Exercise —
Can you give all the records again without altering a single character?
── Exercise inputs
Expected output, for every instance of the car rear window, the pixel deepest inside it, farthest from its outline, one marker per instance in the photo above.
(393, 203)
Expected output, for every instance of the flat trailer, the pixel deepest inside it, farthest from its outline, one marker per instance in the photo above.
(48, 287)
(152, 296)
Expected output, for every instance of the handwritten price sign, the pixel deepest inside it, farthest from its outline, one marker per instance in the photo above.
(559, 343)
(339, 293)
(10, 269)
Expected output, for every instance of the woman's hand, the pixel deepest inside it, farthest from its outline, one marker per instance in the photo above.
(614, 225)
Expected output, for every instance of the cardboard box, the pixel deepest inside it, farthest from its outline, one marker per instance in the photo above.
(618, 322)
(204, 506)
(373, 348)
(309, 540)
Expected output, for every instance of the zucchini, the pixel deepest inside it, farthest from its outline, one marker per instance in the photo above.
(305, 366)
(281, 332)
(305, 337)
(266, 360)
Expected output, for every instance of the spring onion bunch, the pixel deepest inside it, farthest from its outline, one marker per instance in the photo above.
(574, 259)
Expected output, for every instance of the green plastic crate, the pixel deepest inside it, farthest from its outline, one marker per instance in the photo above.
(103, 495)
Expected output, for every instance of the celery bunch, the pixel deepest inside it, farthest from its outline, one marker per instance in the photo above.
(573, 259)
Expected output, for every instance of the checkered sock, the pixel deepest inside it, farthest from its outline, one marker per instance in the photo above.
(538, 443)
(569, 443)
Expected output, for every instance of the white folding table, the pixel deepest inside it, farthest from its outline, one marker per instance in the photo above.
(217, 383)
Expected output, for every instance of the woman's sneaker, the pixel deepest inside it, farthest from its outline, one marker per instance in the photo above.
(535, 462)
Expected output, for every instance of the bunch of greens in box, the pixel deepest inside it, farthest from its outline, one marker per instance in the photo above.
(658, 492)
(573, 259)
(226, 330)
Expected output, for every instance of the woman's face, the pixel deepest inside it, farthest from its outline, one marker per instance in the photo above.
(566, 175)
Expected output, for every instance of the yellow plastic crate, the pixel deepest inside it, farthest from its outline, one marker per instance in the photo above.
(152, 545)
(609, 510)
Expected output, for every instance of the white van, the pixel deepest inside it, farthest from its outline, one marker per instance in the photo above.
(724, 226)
────
Response —
Expected output, for every instance of the car rear window, the pixel deepest inside it, farthest from its outline, one marker per instance in the photo above.
(393, 203)
Expected output, for every instance of the flat trailer, the pixel deepest inside it, farthest from its outline, one marker per instance in the photo above.
(48, 287)
(152, 296)
Expected output, for every instance of the handwritten price sign, the pixel deepest inside it, farthest from its outline, one marker per instance in the photo above.
(559, 343)
(339, 293)
(10, 269)
Expected output, for every instance of the woman's hand, the pixel deepest inside it, farthest from its outline, one marker per instance in the photo above.
(614, 225)
Expected output, for every instance of the cardboard box, the pixel deepest inside it, farthest from its outline, one marker per instance in the photo above.
(618, 322)
(204, 506)
(373, 348)
(309, 540)
Expected output, for every instance of the zucchini, the pixel deepest inside it, farthest from its outline, one marker per instance in the photo above.
(305, 366)
(281, 332)
(305, 337)
(266, 360)
Expected output, for every instance of the spring onion bunch, the pixel deepest inside it, farthest from its outline, one marker per instance in the photo above.
(574, 259)
Expected output, for every instance of the green plastic crate, the pixel deepest inside it, farthest from its outline, one marker per instance in the photo above.
(103, 495)
Expected output, for every instance of the celery bunch, the pixel deepest inside it, farthest from its outline, one marker per instance in the photo above.
(573, 259)
Expected output, for every instance of the checkered sock, the pixel deepest inside it, farthest from its outline, one marker per instance in the photo above.
(538, 443)
(569, 443)
Expected output, for every instance of the white folding table, the pixel deepest inside it, farthest from its outline, one marker per instance in the photo above.
(217, 383)
Expected output, for every instance of the woman's sneaker, the pixel deepest inside it, farthest from its outline, one marker per instance in the photo above.
(535, 462)
Expected output, for every instance of the bunch of greens in box, the pixel deepest inside it, farthest from its outline, one marker per instance in the photo above.
(658, 492)
(573, 259)
(226, 330)
Expected output, for every instance of the woman's face, the pixel deepest inside it, farthest from its outline, one marker per instance in the photo above.
(566, 175)
Expected output, for every instance of the yellow plastic crate, the pixel deepest inside it, farthest from its outline, one marker per instance in the photo above.
(152, 545)
(609, 510)
Expected output, for every instance of the white van, the pixel deepest inside it, farthest from its outline, one marker per instance in the photo above.
(724, 226)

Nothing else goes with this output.